> _Aufgabe_
Übersetzen Sie aus dem Text über Jagdrecht und Weidgerechtigkeit den Satz „Jägerinnen und Jäger sind wichtige Naturschützer.“ ins Englische.

Wer glaubt, Jäger jagen nach Belieben und tragen zum Aussterben von Wildtieren bei, der irrt. Das Gegenteil ist der Fall: Durch Weidgerechtigkeit und die genaue Festlegung einzelner Richtlinien wurde der Fortbestand vieler Wildtierarten erst gesichert. Jägerinnen und Jäger sind wichtige Naturschützer. Lesen Sie in diesem Artikel einen kurzen historischen Abriss über die Entwicklung von Jagdrecht und Weidgerechtigkeit und was darunter zu verstehen ist.

JAGDRECHT
und WEIDGERECHTIGKEIT

Jäger schützen Artenvielfalt

Die Entwicklungsgeschichte von unserem heutigen Jagdrecht lässt sich in 7 Schritten aufzeigen:


1) Jagen zum Überleben

Von Beginn an bis zu den Anfängen des Mittelalters im letzten Jahrtausends lebten die Menschen im absoluten Einklang mit der Natur. Jeder hatte freie Jagdmöglichkeiten. Gejagt wurde um zu überleben, und die Tiere wurden damals komplett verwertet, selbst Felle und Knochen dienten früher den Menschen.

> _Einträge zum Zeigen auf benannte Objekte_

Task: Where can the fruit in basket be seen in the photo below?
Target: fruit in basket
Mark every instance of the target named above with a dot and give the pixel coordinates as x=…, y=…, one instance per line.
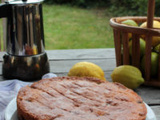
x=142, y=47
x=86, y=69
x=129, y=23
x=155, y=39
x=127, y=75
x=157, y=48
x=154, y=63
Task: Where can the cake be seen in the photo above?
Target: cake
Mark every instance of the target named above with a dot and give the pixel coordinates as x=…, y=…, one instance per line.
x=74, y=98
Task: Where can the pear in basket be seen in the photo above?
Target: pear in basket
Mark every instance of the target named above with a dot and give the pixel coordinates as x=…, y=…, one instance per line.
x=155, y=39
x=129, y=23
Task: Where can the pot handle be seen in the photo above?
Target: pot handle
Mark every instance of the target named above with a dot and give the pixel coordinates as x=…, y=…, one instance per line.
x=5, y=10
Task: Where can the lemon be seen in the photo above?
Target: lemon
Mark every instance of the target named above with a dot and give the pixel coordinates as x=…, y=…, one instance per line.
x=157, y=48
x=142, y=47
x=154, y=63
x=127, y=75
x=87, y=69
x=129, y=23
x=155, y=39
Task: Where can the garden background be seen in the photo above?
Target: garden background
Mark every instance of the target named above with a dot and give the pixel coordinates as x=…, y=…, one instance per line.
x=79, y=24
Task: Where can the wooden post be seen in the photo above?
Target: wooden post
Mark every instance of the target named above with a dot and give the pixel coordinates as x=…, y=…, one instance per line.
x=4, y=22
x=150, y=16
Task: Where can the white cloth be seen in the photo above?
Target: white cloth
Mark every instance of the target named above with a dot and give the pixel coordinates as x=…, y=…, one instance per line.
x=9, y=90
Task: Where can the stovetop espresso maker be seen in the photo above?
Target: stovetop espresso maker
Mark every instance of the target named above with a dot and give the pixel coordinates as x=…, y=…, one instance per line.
x=25, y=57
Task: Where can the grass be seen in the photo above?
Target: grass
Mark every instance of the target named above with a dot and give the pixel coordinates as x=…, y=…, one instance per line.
x=75, y=28
x=68, y=27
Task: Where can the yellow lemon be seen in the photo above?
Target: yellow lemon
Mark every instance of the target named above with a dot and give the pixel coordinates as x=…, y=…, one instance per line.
x=87, y=69
x=129, y=23
x=155, y=39
x=127, y=75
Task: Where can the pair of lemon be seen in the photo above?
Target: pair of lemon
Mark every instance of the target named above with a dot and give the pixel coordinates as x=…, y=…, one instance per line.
x=127, y=75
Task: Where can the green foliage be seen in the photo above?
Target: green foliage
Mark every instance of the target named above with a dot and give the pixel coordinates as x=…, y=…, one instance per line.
x=67, y=27
x=81, y=3
x=132, y=7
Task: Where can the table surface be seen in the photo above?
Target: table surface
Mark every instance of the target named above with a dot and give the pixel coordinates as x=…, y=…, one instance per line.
x=62, y=60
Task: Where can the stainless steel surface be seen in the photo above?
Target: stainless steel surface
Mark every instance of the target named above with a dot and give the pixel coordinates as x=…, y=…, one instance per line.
x=25, y=34
x=25, y=58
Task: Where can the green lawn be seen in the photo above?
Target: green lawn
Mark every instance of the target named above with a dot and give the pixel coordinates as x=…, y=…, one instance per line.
x=74, y=28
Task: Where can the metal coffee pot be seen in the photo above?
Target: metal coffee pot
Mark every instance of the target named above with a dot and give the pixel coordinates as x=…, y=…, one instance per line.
x=25, y=57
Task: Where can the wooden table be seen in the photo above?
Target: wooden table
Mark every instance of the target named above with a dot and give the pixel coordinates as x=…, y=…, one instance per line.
x=62, y=60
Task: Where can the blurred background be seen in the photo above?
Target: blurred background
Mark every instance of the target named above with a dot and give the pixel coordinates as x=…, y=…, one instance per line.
x=80, y=24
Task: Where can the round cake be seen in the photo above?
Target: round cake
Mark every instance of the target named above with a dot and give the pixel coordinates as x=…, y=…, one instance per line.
x=74, y=98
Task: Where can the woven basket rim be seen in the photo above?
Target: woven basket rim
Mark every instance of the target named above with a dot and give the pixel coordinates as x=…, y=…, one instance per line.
x=115, y=23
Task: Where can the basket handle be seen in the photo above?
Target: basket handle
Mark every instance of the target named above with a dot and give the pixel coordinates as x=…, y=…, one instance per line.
x=150, y=13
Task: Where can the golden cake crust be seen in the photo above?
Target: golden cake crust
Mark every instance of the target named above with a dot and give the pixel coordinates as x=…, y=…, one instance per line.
x=74, y=98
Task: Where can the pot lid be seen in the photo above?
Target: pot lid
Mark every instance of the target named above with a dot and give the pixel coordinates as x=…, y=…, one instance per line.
x=21, y=2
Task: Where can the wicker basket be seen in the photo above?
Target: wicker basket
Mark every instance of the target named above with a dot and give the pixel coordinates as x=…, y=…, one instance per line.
x=121, y=41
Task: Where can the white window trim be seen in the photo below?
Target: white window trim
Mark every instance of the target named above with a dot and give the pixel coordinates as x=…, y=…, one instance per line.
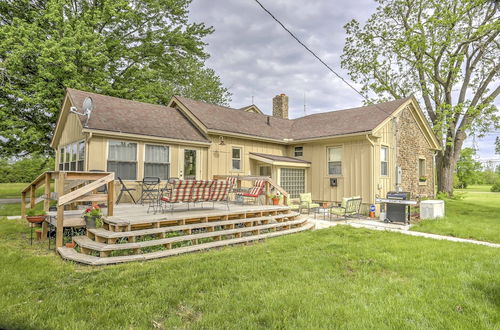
x=341, y=161
x=136, y=157
x=295, y=151
x=240, y=170
x=383, y=146
x=144, y=157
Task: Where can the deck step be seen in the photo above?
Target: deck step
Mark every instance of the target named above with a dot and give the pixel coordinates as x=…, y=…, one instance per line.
x=71, y=254
x=103, y=233
x=87, y=243
x=196, y=213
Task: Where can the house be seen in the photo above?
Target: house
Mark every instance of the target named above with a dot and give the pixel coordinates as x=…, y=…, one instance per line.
x=364, y=151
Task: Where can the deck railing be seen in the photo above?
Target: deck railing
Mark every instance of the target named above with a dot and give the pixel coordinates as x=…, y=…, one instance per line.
x=71, y=188
x=270, y=184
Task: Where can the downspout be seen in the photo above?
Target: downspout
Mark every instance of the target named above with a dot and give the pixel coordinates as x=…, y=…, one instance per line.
x=372, y=167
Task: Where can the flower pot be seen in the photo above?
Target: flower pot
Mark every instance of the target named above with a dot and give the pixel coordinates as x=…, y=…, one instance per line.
x=90, y=222
x=35, y=219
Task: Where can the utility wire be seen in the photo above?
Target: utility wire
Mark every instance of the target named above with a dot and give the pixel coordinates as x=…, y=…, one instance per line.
x=310, y=51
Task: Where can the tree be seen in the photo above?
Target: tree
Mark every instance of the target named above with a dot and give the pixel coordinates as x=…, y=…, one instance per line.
x=446, y=52
x=467, y=168
x=144, y=50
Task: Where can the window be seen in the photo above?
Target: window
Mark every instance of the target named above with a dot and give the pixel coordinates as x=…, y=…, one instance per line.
x=156, y=161
x=72, y=157
x=335, y=161
x=61, y=159
x=81, y=155
x=122, y=159
x=421, y=168
x=293, y=181
x=384, y=160
x=67, y=157
x=265, y=171
x=236, y=159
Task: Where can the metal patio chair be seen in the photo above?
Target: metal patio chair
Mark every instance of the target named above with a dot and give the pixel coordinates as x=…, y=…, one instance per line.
x=124, y=189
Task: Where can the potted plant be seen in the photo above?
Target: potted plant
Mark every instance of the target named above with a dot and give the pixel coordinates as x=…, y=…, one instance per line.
x=35, y=216
x=93, y=217
x=275, y=198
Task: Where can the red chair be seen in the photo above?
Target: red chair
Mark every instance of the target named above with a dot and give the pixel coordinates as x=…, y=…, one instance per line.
x=255, y=191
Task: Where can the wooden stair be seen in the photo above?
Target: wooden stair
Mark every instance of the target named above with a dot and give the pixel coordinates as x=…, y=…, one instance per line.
x=97, y=248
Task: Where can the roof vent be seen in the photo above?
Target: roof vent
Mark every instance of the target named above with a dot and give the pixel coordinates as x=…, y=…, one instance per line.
x=87, y=108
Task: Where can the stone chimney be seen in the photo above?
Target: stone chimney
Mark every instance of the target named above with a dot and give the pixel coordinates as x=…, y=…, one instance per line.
x=280, y=106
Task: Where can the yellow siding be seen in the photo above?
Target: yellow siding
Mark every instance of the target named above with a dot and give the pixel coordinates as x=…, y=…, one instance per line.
x=356, y=169
x=220, y=158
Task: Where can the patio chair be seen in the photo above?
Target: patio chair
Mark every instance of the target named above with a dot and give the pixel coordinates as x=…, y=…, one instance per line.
x=254, y=192
x=350, y=207
x=124, y=189
x=293, y=203
x=307, y=203
x=219, y=192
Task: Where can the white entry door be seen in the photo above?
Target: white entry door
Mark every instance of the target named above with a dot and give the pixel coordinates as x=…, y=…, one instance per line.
x=189, y=164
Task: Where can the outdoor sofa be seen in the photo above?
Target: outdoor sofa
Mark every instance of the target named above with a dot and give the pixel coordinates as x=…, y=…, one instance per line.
x=196, y=191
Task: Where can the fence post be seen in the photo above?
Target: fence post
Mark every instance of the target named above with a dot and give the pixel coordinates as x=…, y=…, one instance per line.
x=60, y=210
x=111, y=197
x=23, y=205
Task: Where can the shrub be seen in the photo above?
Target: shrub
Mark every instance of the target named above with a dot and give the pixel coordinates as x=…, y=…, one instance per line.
x=496, y=186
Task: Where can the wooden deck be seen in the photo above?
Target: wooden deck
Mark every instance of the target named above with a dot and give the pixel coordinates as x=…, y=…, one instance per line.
x=132, y=232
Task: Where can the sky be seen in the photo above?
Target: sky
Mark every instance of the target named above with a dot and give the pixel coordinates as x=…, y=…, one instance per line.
x=256, y=59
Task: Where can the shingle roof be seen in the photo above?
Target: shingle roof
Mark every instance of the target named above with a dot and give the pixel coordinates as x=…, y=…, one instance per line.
x=340, y=122
x=221, y=118
x=280, y=158
x=126, y=116
x=121, y=115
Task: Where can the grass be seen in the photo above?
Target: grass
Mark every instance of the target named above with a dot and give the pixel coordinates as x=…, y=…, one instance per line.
x=476, y=216
x=331, y=278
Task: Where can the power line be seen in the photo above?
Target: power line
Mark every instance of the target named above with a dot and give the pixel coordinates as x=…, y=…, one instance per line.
x=310, y=51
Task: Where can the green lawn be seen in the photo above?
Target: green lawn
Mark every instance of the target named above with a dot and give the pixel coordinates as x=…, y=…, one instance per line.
x=476, y=216
x=332, y=278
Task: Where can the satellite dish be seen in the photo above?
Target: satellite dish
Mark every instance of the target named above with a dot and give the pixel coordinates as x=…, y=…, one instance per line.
x=87, y=108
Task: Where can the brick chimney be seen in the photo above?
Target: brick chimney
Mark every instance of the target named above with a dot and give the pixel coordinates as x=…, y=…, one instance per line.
x=280, y=106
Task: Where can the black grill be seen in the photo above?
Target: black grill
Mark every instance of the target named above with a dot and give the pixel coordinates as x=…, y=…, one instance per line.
x=397, y=212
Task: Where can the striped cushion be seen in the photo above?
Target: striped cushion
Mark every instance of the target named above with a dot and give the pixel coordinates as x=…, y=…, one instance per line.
x=219, y=191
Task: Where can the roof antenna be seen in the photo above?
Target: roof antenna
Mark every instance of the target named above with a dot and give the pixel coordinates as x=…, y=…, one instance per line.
x=87, y=110
x=305, y=112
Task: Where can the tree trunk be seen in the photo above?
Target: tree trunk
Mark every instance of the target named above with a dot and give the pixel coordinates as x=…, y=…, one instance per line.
x=445, y=166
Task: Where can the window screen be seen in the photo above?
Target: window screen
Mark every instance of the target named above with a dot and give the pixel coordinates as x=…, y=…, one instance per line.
x=156, y=161
x=335, y=161
x=293, y=181
x=236, y=159
x=421, y=167
x=122, y=159
x=384, y=160
x=265, y=171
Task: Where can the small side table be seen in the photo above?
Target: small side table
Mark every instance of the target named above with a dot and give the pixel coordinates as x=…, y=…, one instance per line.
x=322, y=211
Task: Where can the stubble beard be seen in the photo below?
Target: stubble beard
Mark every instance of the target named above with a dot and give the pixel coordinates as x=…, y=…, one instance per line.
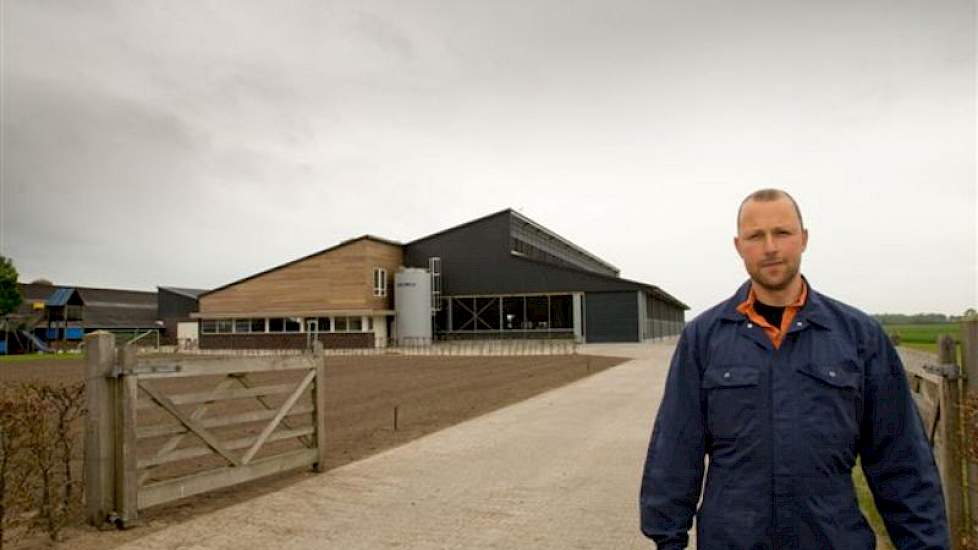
x=775, y=284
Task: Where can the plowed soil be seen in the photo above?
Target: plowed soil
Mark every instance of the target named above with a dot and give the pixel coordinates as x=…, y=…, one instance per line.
x=429, y=393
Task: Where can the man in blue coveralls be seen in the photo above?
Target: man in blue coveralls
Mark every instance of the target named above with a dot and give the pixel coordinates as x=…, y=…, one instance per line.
x=783, y=388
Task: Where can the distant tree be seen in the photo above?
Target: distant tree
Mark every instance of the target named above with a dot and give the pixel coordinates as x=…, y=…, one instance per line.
x=10, y=296
x=915, y=319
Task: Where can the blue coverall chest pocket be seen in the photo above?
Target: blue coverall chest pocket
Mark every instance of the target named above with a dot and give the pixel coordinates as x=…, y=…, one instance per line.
x=829, y=400
x=731, y=396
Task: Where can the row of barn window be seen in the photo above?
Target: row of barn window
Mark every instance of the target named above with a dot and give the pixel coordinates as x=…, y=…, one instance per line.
x=286, y=324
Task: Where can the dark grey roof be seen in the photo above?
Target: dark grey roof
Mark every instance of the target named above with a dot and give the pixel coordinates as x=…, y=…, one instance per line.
x=192, y=293
x=63, y=297
x=103, y=307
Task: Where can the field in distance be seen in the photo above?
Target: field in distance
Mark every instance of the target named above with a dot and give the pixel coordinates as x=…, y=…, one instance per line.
x=923, y=336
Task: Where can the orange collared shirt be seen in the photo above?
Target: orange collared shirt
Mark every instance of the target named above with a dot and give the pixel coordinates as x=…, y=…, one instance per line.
x=776, y=334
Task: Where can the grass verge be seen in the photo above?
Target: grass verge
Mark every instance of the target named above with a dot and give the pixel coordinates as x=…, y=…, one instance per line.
x=33, y=357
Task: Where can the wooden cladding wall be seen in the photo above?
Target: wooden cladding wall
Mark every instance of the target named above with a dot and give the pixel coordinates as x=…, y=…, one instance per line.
x=337, y=279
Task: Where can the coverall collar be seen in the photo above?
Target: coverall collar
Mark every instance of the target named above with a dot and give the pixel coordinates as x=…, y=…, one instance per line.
x=813, y=312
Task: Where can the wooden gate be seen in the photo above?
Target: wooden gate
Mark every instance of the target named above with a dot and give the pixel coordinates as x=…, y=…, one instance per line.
x=935, y=386
x=124, y=453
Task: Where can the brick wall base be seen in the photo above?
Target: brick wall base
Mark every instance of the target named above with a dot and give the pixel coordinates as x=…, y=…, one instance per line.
x=330, y=340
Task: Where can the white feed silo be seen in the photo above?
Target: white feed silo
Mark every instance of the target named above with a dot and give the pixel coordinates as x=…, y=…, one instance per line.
x=412, y=306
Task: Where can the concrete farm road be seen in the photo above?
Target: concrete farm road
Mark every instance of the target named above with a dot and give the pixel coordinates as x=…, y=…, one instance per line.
x=558, y=471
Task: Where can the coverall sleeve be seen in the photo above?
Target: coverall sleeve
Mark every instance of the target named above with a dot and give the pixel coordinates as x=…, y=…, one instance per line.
x=897, y=458
x=673, y=472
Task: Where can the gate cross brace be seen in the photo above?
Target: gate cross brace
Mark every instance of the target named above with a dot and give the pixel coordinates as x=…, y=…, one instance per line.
x=243, y=380
x=286, y=407
x=174, y=441
x=191, y=424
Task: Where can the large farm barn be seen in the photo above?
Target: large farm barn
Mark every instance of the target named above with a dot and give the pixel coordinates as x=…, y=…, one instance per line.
x=500, y=276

> _Antwort_
Hunters are important conservationists.